▶ EXERCISE DESCRIPTION
Review the material line by line. Identify and copy every line that contains the string "shorts".

▶ PROVIDED RECORDS
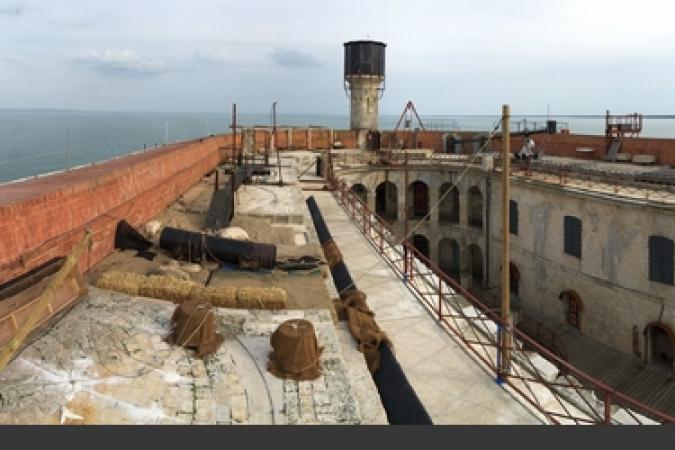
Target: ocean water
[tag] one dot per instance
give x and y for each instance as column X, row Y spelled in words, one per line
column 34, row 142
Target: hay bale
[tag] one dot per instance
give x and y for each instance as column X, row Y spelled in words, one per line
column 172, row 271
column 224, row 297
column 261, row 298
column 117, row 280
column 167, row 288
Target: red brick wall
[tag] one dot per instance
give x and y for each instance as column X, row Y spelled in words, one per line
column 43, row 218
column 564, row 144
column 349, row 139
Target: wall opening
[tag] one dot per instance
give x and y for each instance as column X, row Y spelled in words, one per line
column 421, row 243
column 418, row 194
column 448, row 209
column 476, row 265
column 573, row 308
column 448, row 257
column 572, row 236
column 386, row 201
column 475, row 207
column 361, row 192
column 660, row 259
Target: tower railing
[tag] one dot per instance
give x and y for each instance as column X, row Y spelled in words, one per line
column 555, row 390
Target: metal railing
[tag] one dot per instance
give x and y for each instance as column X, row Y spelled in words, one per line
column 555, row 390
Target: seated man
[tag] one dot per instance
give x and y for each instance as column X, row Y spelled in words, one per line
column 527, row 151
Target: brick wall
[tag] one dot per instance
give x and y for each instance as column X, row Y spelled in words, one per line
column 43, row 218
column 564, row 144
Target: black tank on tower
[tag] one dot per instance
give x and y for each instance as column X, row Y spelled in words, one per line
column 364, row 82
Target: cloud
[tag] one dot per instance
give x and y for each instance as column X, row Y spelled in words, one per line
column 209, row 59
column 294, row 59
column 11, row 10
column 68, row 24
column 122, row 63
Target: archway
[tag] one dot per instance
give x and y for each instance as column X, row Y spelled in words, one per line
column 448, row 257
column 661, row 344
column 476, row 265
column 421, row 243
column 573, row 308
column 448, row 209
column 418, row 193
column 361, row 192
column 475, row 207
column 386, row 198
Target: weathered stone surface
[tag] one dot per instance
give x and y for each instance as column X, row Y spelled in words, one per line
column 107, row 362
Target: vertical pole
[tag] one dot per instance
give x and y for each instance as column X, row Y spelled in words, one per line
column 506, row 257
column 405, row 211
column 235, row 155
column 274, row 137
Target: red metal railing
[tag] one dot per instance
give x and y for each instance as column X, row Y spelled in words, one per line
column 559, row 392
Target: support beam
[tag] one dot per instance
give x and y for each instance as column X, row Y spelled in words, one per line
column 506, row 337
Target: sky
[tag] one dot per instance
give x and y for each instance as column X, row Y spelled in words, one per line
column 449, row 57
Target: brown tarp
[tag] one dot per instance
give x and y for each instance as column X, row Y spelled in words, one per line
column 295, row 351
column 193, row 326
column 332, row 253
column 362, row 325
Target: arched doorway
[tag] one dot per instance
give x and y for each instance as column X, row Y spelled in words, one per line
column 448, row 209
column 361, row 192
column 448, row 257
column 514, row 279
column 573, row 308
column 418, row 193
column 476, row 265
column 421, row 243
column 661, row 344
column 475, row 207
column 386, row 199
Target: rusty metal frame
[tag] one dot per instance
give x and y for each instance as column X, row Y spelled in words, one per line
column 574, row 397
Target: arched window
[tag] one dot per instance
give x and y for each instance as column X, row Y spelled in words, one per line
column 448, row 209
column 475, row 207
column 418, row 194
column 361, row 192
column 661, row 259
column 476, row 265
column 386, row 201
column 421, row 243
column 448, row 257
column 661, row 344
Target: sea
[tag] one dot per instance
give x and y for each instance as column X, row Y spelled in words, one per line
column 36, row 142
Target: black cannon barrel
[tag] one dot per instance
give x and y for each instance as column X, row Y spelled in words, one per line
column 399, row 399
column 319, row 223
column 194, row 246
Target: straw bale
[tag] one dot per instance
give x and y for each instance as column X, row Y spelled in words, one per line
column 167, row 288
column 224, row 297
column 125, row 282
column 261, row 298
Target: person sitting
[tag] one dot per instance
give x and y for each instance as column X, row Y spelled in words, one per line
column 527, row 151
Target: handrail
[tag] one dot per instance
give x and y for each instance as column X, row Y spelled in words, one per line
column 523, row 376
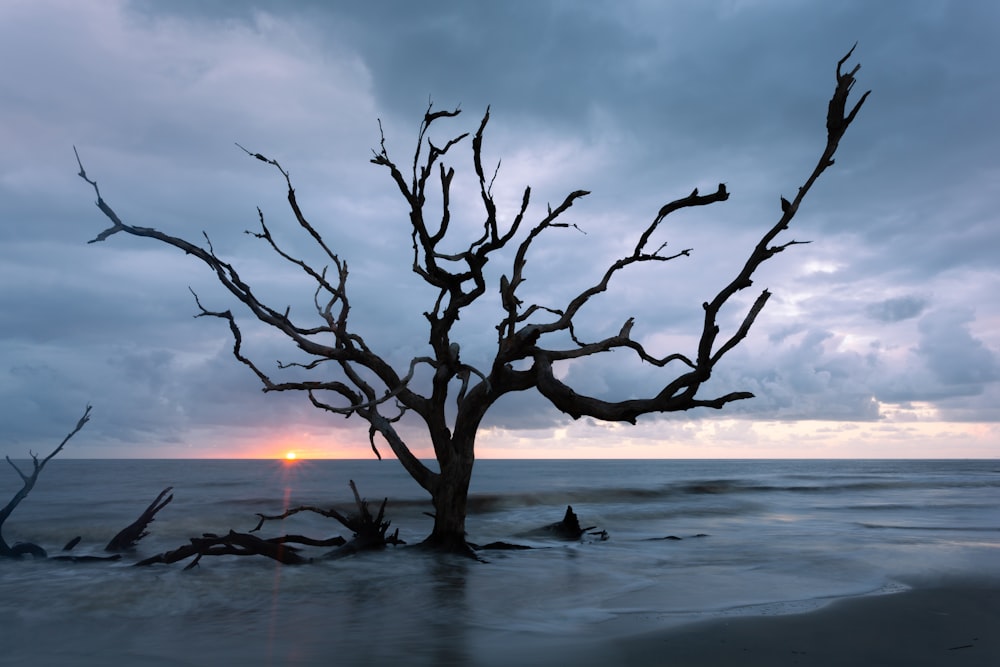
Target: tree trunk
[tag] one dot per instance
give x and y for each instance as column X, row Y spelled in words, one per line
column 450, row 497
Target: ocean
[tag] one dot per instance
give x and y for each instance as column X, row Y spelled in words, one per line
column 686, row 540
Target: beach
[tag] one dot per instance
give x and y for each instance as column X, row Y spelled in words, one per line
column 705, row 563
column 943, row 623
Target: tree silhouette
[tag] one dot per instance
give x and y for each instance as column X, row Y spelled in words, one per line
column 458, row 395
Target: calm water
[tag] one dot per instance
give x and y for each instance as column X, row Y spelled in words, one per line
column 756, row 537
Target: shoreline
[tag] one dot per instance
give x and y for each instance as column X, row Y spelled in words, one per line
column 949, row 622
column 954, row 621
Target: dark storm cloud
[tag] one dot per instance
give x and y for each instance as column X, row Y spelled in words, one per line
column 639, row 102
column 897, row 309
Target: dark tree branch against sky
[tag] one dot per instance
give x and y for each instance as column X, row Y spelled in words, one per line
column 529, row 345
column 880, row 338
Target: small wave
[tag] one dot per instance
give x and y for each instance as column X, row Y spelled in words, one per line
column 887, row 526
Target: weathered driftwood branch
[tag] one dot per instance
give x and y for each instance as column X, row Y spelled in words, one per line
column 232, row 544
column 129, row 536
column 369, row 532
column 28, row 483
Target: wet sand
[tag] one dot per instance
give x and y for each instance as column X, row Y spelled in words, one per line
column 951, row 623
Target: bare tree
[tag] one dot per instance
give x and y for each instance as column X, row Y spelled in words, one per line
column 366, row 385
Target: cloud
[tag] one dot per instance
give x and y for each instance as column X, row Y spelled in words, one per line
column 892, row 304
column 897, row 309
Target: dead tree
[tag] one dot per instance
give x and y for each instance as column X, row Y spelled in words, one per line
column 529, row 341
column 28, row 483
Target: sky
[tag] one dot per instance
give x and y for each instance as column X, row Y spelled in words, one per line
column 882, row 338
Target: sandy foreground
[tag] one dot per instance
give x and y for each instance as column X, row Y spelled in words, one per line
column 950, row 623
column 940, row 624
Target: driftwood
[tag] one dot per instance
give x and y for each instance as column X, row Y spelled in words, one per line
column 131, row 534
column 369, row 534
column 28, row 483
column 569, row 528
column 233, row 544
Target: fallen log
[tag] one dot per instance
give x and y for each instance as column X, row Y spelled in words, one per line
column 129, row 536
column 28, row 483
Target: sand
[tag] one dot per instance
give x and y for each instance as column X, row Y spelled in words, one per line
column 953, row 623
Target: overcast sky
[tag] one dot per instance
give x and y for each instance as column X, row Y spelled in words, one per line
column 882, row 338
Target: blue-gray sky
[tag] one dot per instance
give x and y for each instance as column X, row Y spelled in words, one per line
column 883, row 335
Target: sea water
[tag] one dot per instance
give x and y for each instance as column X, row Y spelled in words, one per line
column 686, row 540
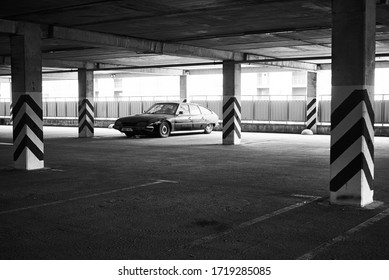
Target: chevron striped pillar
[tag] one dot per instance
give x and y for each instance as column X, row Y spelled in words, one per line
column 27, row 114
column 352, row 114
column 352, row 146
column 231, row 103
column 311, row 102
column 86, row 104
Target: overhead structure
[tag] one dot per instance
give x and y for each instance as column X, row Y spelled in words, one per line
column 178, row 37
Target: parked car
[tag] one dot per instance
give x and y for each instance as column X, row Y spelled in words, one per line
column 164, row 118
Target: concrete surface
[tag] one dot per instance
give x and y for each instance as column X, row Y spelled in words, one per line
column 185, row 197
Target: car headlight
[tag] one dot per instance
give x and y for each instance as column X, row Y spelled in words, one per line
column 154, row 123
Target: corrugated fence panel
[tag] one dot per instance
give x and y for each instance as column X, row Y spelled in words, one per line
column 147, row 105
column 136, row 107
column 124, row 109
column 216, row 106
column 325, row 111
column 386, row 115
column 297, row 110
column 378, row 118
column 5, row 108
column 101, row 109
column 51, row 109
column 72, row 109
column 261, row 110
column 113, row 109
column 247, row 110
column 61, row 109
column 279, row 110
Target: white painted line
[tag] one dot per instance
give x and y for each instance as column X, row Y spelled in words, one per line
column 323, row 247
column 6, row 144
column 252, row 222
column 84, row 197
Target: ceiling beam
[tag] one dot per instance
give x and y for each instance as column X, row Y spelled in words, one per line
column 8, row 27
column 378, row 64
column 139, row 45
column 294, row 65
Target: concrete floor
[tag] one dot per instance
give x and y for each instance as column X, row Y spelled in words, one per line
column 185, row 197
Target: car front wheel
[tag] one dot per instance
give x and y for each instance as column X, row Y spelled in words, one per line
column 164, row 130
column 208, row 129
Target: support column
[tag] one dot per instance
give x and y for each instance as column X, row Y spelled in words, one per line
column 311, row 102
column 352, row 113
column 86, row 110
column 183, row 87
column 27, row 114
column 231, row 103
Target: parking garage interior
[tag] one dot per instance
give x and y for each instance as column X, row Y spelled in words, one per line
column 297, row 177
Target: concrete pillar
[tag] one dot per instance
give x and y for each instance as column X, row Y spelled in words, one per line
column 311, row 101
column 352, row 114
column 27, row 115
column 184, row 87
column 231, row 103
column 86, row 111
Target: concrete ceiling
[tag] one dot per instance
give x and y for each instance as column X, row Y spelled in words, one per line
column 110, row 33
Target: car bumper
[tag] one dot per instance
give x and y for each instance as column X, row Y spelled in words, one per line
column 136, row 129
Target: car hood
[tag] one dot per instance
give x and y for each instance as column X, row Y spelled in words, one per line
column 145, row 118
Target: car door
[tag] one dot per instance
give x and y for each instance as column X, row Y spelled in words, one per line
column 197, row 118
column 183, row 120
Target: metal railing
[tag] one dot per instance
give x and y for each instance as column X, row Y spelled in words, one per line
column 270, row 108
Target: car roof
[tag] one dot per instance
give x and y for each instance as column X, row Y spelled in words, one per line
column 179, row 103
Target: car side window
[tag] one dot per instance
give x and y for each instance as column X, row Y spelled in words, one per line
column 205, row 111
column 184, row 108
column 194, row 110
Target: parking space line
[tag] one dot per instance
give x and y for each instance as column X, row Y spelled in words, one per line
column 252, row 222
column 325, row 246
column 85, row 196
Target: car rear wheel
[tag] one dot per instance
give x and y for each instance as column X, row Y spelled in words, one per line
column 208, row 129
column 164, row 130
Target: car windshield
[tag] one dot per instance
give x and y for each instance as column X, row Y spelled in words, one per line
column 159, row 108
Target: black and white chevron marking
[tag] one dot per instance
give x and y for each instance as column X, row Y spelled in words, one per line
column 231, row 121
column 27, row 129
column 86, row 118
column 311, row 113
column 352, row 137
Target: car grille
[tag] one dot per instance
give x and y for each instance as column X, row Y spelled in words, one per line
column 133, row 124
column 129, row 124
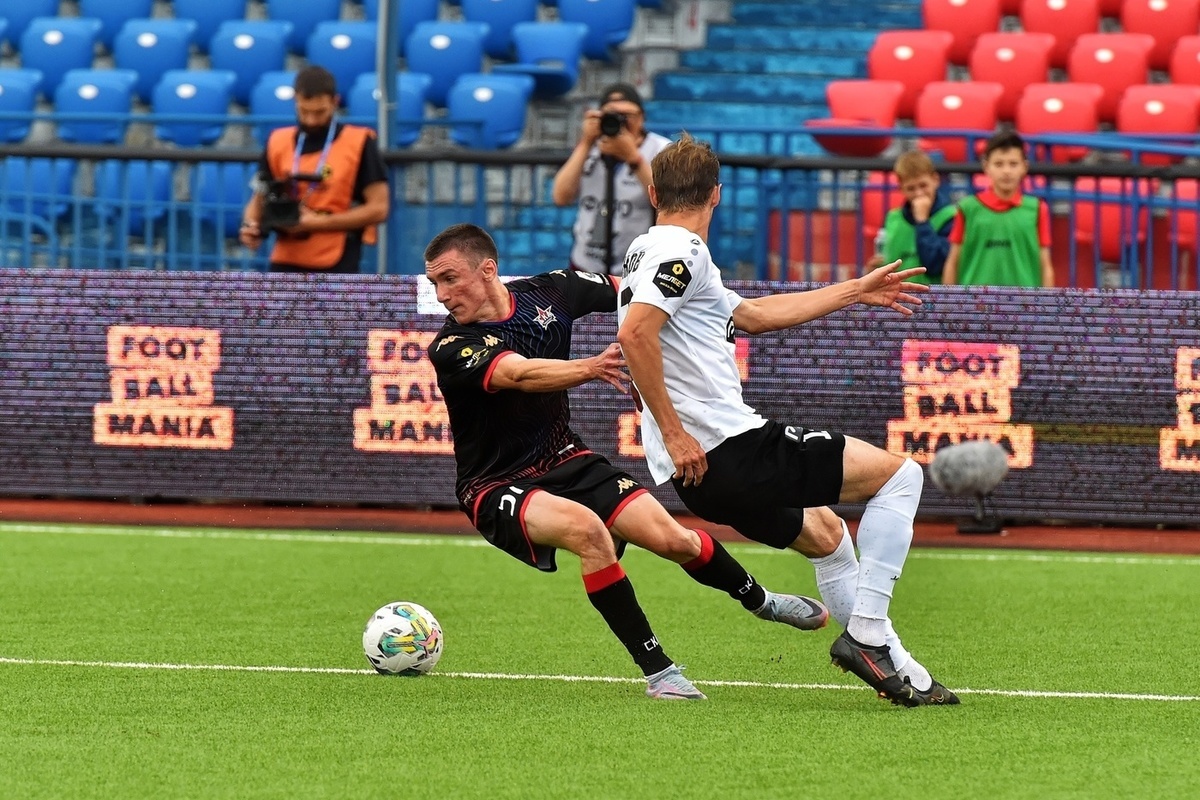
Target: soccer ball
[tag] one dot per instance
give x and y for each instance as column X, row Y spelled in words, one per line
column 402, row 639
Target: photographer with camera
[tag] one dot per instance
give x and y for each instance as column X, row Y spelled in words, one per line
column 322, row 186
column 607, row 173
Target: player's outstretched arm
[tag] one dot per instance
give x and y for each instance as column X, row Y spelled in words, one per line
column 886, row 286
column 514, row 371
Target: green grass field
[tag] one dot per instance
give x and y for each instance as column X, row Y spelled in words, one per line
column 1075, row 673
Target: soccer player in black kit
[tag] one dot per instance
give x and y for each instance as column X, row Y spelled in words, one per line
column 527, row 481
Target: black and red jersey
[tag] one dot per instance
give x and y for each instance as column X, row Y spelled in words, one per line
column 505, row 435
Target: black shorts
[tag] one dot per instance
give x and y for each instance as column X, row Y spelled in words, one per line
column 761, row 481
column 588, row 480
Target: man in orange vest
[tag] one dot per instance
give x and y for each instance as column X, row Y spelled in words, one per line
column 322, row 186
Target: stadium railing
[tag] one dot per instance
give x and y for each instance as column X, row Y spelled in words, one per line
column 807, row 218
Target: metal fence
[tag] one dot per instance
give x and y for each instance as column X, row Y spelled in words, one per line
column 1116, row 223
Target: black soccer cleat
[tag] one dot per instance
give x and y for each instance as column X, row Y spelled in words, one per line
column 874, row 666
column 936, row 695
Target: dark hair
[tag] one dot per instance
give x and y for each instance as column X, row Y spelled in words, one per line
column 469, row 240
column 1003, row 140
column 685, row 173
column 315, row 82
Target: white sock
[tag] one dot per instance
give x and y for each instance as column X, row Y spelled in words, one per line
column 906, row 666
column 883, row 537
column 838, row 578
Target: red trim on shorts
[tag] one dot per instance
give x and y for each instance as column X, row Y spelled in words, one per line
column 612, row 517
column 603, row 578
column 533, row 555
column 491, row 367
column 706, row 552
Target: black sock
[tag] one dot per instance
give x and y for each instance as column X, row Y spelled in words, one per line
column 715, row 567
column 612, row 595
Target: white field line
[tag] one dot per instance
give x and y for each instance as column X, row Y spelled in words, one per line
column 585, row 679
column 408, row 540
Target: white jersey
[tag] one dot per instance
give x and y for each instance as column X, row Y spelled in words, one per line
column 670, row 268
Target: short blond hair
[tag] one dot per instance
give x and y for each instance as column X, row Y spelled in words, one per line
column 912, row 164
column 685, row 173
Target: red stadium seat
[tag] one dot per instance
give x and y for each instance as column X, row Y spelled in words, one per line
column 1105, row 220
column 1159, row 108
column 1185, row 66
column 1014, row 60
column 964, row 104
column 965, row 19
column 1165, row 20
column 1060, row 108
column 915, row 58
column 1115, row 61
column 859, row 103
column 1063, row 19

▶ RESULT
Target: black shorts
Target: red trim on shorts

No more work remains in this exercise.